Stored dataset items
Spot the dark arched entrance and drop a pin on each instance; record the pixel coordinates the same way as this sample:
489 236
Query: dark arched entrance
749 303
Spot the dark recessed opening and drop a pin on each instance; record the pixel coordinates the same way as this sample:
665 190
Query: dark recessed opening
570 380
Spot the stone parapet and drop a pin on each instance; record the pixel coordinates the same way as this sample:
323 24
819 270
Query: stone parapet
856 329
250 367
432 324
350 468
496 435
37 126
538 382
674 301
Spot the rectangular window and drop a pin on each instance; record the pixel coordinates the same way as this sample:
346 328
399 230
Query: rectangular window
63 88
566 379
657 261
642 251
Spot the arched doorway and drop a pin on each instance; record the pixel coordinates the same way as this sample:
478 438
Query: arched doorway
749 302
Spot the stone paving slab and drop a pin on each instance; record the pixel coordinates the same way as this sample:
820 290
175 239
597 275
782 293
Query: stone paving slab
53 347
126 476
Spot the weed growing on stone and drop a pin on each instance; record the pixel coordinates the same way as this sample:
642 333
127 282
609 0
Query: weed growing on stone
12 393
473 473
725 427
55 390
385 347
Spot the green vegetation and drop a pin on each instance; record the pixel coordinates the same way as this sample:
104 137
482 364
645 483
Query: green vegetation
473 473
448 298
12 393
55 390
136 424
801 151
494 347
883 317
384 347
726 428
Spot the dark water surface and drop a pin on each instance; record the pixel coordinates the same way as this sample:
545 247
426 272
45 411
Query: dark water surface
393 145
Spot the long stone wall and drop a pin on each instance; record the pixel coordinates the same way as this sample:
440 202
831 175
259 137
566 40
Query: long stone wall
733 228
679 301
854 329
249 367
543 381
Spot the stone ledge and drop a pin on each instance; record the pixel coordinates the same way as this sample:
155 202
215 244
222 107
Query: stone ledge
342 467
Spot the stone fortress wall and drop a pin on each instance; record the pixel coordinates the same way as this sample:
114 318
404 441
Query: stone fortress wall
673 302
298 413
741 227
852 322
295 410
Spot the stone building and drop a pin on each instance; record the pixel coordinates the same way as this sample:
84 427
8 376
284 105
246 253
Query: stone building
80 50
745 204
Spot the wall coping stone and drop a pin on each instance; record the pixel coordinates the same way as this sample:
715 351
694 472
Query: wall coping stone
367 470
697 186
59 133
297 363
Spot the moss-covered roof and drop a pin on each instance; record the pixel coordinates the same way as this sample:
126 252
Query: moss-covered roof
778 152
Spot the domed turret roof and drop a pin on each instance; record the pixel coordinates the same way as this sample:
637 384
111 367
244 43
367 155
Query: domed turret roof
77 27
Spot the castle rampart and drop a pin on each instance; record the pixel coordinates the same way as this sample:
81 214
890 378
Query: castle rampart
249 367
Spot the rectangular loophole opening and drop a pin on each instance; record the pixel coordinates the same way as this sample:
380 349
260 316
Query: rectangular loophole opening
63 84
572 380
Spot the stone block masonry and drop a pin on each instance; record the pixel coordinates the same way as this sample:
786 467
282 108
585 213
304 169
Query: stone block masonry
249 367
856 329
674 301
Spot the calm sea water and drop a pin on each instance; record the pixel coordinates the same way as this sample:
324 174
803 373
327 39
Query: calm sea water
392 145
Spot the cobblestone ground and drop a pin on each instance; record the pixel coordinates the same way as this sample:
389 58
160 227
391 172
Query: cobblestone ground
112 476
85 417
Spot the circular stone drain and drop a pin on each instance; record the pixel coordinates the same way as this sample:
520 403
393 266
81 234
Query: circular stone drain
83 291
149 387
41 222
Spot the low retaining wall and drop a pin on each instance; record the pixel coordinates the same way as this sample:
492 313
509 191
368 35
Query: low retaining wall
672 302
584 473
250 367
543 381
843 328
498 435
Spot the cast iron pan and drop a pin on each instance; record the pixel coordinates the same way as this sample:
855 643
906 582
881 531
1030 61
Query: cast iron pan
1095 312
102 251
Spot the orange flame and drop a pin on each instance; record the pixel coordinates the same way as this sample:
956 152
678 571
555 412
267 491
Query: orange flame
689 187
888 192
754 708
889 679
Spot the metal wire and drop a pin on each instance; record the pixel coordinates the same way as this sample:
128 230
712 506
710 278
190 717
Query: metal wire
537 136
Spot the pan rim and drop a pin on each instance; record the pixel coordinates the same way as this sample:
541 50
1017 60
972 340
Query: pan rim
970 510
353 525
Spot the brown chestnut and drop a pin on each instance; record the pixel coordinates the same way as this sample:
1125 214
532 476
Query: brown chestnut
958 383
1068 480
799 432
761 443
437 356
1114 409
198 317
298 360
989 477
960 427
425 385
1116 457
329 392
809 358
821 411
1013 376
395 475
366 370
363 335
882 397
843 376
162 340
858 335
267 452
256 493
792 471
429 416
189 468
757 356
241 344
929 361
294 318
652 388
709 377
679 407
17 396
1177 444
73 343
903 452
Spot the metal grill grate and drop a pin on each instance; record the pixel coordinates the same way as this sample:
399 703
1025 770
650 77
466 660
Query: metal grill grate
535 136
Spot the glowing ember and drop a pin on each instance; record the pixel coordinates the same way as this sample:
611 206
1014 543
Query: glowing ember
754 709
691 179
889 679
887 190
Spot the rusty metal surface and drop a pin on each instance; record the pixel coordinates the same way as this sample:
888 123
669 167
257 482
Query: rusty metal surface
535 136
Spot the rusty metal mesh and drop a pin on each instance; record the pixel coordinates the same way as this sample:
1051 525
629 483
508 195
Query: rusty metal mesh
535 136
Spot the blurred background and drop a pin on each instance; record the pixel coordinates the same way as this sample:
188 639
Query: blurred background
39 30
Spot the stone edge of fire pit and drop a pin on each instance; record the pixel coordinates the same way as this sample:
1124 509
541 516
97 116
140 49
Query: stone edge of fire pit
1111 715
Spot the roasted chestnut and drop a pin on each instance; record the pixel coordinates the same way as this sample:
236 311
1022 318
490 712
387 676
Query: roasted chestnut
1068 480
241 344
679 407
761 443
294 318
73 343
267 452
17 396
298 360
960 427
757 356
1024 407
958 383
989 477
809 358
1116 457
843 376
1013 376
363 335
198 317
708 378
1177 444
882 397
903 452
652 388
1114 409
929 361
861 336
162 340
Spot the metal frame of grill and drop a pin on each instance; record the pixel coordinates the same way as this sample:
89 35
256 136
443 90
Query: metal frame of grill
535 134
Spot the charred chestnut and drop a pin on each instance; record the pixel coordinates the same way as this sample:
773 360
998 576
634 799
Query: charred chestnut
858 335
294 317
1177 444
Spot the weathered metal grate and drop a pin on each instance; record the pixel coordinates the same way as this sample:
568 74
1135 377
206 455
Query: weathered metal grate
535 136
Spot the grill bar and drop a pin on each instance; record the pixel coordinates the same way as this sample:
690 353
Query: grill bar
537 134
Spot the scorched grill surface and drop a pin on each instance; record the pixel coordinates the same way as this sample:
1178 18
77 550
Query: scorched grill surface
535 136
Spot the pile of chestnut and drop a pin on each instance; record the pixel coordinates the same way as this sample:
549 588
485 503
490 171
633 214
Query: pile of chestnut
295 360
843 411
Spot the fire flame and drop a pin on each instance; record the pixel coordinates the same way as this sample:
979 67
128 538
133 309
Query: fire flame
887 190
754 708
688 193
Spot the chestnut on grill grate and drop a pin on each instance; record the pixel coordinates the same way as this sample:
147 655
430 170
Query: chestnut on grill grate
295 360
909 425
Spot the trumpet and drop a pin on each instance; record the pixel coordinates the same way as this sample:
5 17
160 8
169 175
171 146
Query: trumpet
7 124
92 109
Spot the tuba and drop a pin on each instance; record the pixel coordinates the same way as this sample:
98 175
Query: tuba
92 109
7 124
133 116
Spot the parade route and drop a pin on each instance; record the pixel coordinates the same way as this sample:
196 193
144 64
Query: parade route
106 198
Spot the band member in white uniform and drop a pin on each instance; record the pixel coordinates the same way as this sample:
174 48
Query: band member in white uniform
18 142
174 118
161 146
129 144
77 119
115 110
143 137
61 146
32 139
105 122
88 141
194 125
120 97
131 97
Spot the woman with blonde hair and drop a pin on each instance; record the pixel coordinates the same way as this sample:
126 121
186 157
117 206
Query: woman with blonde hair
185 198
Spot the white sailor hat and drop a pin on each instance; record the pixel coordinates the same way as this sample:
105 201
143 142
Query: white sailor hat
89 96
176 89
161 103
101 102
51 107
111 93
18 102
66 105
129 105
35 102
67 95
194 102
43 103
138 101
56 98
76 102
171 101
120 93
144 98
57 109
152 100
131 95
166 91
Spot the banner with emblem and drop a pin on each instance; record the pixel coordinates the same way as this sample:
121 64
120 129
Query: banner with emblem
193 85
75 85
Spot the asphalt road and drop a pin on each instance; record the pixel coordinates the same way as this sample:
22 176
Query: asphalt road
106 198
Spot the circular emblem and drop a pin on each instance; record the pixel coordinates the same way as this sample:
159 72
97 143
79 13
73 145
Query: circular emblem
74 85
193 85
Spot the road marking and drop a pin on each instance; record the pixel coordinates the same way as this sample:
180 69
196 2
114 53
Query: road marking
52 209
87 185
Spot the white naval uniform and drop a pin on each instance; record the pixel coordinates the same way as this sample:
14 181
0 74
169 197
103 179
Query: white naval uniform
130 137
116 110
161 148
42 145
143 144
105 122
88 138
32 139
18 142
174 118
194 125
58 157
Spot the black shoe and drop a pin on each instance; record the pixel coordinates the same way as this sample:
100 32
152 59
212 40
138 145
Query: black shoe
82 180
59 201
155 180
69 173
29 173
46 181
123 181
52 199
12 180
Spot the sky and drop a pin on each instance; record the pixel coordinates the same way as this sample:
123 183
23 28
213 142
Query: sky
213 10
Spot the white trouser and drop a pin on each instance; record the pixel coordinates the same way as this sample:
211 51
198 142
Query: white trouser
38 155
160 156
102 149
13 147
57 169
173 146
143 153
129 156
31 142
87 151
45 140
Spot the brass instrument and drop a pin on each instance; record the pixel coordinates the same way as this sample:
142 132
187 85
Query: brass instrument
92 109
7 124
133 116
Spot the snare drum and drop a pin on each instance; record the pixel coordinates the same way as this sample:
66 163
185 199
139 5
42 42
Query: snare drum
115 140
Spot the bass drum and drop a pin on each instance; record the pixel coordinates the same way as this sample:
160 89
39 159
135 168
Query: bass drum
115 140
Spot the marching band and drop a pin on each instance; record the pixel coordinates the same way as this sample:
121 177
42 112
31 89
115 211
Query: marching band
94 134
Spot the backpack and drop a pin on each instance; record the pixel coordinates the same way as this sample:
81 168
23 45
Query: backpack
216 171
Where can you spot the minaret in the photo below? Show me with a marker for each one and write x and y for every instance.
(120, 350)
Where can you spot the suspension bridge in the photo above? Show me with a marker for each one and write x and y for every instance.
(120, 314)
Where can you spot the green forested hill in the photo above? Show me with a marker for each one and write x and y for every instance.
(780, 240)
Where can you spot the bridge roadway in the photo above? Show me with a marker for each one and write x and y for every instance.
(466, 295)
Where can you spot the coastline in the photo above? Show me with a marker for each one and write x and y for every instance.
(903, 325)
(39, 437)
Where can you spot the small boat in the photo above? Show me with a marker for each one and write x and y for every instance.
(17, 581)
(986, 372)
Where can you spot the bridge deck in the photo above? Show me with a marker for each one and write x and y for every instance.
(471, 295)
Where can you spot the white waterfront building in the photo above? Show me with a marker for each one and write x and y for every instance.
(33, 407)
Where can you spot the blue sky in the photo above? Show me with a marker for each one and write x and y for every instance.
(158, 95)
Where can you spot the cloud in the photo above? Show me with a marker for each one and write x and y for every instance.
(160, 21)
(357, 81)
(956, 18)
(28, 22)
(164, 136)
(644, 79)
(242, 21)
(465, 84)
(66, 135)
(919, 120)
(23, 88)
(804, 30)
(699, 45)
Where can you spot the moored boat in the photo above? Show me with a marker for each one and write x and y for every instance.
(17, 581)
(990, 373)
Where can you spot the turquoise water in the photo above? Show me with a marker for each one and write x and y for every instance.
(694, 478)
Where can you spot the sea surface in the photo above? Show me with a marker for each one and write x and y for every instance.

_Task details_
Print the line containing "Where can you spot the white" and every line after it to the end of the records above, exactly as written, and nothing else.

_Written solution_
Where can you spot the white waterfront building in the photo above? Show me with a marker for each one and write x and y for every instance.
(33, 407)
Where can you spot the blue sky in the photo above? Show me with a marker for each one and write x and y for every instance.
(158, 95)
Where can you spot the cloud in the photo above? Show me with a marker for each one and write x and y for every instance.
(160, 21)
(357, 81)
(956, 18)
(28, 22)
(164, 136)
(644, 79)
(242, 21)
(465, 84)
(66, 135)
(919, 120)
(23, 88)
(804, 30)
(699, 45)
Where can you spot the moored boat in the photo above? Show me with a marker for each one and write x and y for every instance.
(17, 581)
(990, 373)
Where can you spot the turquoise water in the photo above? Show me with a marker for each one and write x and y for every instance.
(694, 478)
Where can you spot the sea surface in the photo above? Show me with a marker for each one and write x and y for every instance.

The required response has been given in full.